Exercise details: Print the whole listing exactly as it appears, but skip the pictures.

=-=-=-=-=

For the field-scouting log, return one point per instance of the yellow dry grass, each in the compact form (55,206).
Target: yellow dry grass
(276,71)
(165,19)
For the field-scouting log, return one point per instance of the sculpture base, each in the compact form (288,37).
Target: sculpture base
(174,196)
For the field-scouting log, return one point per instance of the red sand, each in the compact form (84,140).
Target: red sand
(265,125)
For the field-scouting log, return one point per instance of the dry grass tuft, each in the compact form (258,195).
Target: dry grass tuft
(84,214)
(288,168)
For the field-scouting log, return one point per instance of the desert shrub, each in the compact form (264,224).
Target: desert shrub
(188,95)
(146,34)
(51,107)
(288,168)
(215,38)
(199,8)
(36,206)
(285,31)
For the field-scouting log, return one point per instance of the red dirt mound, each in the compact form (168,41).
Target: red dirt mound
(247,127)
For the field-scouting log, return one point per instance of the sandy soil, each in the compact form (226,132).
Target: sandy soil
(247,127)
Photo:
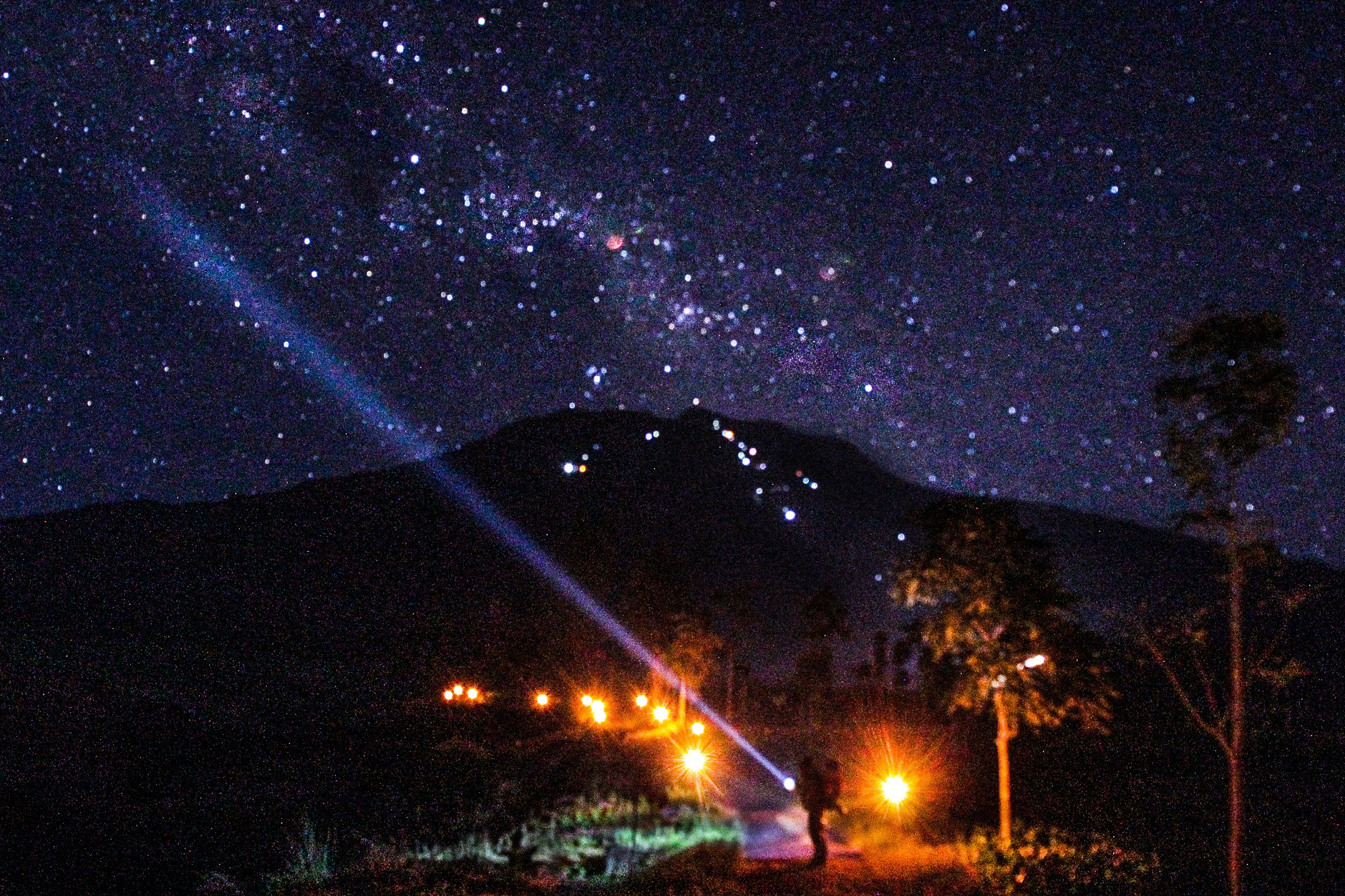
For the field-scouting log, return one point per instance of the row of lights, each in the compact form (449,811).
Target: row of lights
(895,789)
(458,690)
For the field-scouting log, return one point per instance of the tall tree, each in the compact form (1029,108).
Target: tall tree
(1001,634)
(1229,398)
(692,656)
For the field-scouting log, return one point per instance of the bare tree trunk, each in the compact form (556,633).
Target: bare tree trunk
(728,690)
(1236,715)
(1003,748)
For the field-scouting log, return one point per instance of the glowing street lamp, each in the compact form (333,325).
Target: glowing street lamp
(895,790)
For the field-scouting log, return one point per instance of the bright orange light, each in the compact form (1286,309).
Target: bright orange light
(895,789)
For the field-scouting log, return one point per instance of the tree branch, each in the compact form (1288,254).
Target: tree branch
(1181,692)
(1207,685)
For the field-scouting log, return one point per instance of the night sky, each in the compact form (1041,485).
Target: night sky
(953,235)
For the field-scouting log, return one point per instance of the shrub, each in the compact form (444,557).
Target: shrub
(1061,864)
(594,839)
(311,861)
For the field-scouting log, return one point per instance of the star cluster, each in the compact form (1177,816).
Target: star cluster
(954,236)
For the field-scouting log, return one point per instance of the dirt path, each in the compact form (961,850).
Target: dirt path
(911,872)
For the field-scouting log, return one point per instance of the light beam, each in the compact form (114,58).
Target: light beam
(273,323)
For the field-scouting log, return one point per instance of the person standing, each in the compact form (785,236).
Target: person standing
(819,786)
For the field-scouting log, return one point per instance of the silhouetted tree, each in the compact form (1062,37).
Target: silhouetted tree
(1227,400)
(823,618)
(1001,634)
(692,656)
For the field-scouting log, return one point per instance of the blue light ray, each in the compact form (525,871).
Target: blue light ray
(213,264)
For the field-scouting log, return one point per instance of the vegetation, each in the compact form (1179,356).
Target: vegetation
(1057,864)
(1001,634)
(1227,400)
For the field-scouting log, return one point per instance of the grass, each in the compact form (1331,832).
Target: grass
(709,870)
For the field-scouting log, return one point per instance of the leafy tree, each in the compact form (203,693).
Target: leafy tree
(1227,400)
(1001,634)
(825,617)
(692,656)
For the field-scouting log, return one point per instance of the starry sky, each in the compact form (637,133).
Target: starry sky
(955,235)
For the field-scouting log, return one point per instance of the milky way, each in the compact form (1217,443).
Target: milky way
(954,237)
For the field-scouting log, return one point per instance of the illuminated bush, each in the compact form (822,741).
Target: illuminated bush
(1061,864)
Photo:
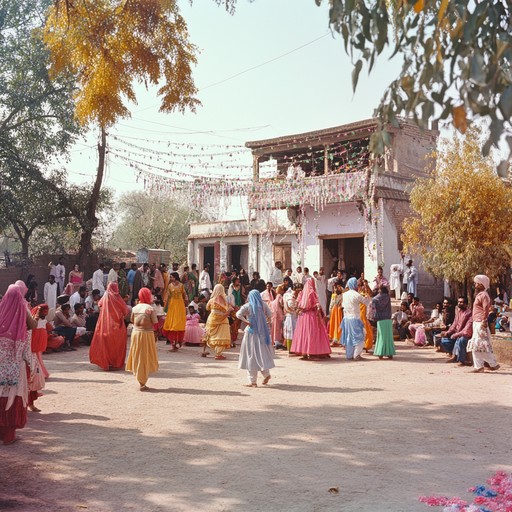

=-=-=-=-=

Output:
For the field-scouting log, return one point per instance of the yellow dry grass, each in the compact form (55,206).
Target: yellow dry grass
(276,71)
(165,19)
For the field-scouting log, return one point per instance of the sculpture base, each in the compact form (288,37).
Target: sculpture base
(174,196)
For the field-scouting log, return one point per instance of the red sand, each in the compact form (84,140).
Target: red sand
(265,125)
For the field-scouting log, return one point per instance of the dry grass tuft, each in the compact form (258,195).
Target: dry grass tuft
(84,214)
(288,168)
For the field-scouting log, return one point per instance of the desert shrub, each in the compact form (264,224).
Target: desert shrub
(188,95)
(146,34)
(51,107)
(288,168)
(215,38)
(199,8)
(36,206)
(285,31)
For the field-scouting log, return one point per instance of the red dirt mound, each in the compact form (168,41).
Target: red dirt mound
(247,127)
For the field-scouting log, return one point per instance of the sandy soil, each in the compact form (226,132).
Target: sandy soil
(247,127)
Photo:
For the field-scouting log, return one point per instance of the row of lights, each in the compact form (449,811).
Target: row of lights
(895,789)
(458,690)
For the field-scouting log, return one point per instance of the tall tree, each in the compact form (1029,108).
Target: tall tree
(1001,634)
(1229,398)
(692,656)
For the field-scouting log, return one point per instance of the bare tree trunk, each in the compact form (556,633).
Target: bare tree trunk
(728,690)
(1236,715)
(1003,748)
For the field-scouting log, return one point per instance of the glowing street lamp, each in the compact form (333,325).
Target: glowing street lamp
(895,790)
For the field-scouting log, return one point per instance of the bright orange light, each in the compact form (1286,309).
Target: bright orange light
(895,789)
For the field-scouting log, return one point per instance of the tree branch, each in the compact form (1288,254).
Target: tree branch
(1181,692)
(1207,685)
For the field-scouting log, return one point per instance of the night sky, each in the compact form (1041,485).
Target: night sky
(953,235)
For the field-scouting log, return one point per instance of the shrub, each in the compact form (444,557).
Target: shrub
(1061,864)
(594,839)
(311,861)
For the field-scouting log, return one point per instance of the star cluster, each in the compact form (1177,816).
Target: star cluster
(954,236)
For the field-scouting log, return one point per instance of the dirt path, each in the compact form (961,850).
Target: dirt path
(911,872)
For the field-scouting log, return one point per instance of the light beam, each in the compact form (114,58).
Target: light beam
(273,323)
For the field-scouting log, return one point per instance of the person standing, each in the compact form (785,236).
Target: person standing
(819,786)
For the field-scouting log, return one point per instance of the silhouetted tree, each in the compact form (1062,37).
Target: silhouetted tree
(1227,400)
(823,618)
(1001,634)
(692,656)
For the field-scouting log, return one point per instance of the blue light ray, each in the compact form (525,871).
Target: blue light ray
(213,264)
For the field-scouting log, return one point per instance of the vegetation, each in the compact form (1179,356).
Target: vegetation
(1057,864)
(1001,634)
(1227,400)
For the field-scouting log, return one point per instance of the grass, each in the compact form (1331,832).
Target: grass
(709,870)
For the field-scouting log, return one point per instance of the leafy tree, each in the compact form (203,693).
Target: leafy tree
(1227,400)
(1001,634)
(825,617)
(692,656)
For the field-scouting log, return one point per instance of the starry sky, each in the compact form (637,133).
Target: starry sky
(955,235)
For the field-scouting log, return one point per instance of the milky way, each in the compact form (1217,443).
Target: milky way
(954,237)
For the field-scouting log, return one point per instance of the illuminated bush, each in the compact form (822,741).
Target: illuminated bush
(1061,864)
Photo:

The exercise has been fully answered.